> [PROBLEM TO SOLVE] Once the line with "Target: dark-framed eyeglasses" is found in the entries below, repeat it and each following line exactly, up to and including the line with "For every instance of the bare". Add no other lines.

> [PROVIDED DATA]
┄┄┄┄┄┄
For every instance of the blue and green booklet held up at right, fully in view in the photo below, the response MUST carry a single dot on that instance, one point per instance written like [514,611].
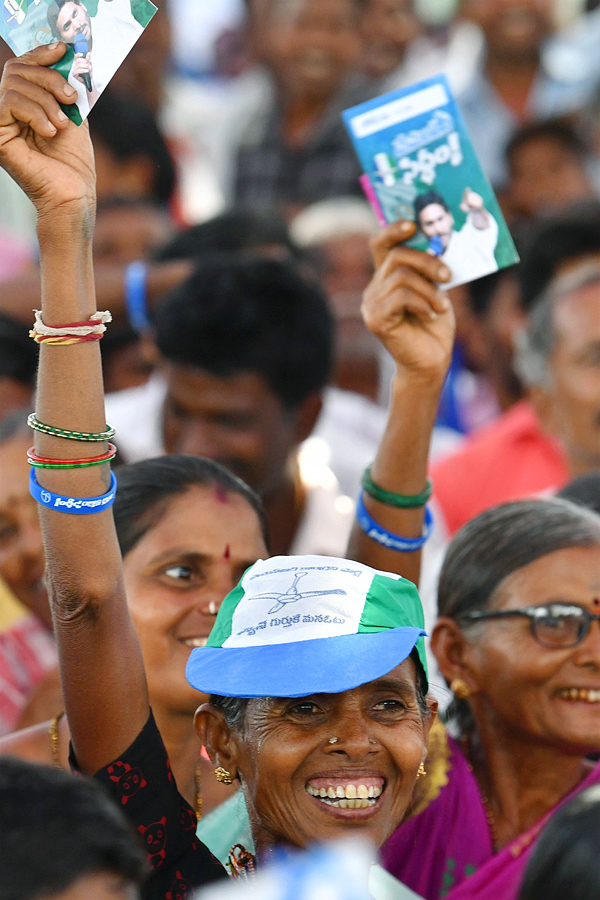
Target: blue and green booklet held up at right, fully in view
[419,164]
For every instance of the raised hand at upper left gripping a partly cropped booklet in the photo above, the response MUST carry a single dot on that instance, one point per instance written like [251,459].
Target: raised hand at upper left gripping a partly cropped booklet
[49,156]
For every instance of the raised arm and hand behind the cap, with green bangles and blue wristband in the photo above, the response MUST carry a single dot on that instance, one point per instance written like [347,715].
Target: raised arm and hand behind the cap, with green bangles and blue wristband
[414,320]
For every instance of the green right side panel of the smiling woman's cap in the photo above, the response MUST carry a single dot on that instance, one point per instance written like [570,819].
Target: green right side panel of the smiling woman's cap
[384,609]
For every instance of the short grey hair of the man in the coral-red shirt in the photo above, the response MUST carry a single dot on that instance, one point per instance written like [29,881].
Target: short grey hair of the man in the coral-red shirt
[535,343]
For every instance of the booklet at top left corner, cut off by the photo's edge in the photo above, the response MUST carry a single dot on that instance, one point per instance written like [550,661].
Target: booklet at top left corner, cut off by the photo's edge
[99,34]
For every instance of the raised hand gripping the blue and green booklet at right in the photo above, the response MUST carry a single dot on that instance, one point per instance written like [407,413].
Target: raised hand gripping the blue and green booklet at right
[404,307]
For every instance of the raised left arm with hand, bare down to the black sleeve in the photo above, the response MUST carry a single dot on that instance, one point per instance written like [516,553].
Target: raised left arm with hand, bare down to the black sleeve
[102,672]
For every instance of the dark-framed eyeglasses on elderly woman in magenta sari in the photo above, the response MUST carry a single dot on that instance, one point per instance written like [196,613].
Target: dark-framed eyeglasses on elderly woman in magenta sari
[554,625]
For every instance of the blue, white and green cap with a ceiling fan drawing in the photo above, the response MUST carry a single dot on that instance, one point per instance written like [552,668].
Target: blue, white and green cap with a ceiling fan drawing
[300,625]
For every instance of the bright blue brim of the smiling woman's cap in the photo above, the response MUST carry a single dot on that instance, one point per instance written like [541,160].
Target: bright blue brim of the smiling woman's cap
[320,666]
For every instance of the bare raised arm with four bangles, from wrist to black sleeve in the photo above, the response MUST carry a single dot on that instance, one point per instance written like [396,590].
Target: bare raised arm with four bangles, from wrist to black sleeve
[101,667]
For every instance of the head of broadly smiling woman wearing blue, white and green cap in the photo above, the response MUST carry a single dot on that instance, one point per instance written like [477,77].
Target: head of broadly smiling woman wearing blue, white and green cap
[332,735]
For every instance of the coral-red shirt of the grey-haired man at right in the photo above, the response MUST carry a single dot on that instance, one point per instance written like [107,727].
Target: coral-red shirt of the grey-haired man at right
[509,459]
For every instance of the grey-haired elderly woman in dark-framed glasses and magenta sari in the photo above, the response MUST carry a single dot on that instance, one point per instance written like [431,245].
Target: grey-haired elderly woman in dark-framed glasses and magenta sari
[518,641]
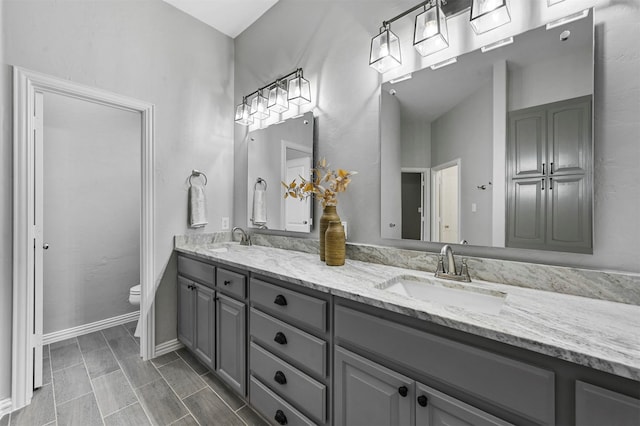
┄┄┄┄┄┄
> [PROBLEM SOLUTION]
Target: dark-framed eyeglasses on elderly woman in magenta sari
[554,625]
For every instance of the blue, white and green cap with a ceiling fan drawing in the photo above, the response MUST carry a single dot on that instance, one point per instance written like [552,668].
Target: blue, white and green cap with a ceiling fan drawing
[300,625]
For every instance of the bright blue brim of the smiling woman's cap in the photo above, the response MUST carry a single dot on that instance, one point per instance written like [541,160].
Target: bright blue brim of the smiling woman's cap
[320,666]
For every instance of the bare raised arm with four bangles, from wrist to black sleeve in the photo above, the response MUST carry a single dot on that instance, one point per instance written like [396,590].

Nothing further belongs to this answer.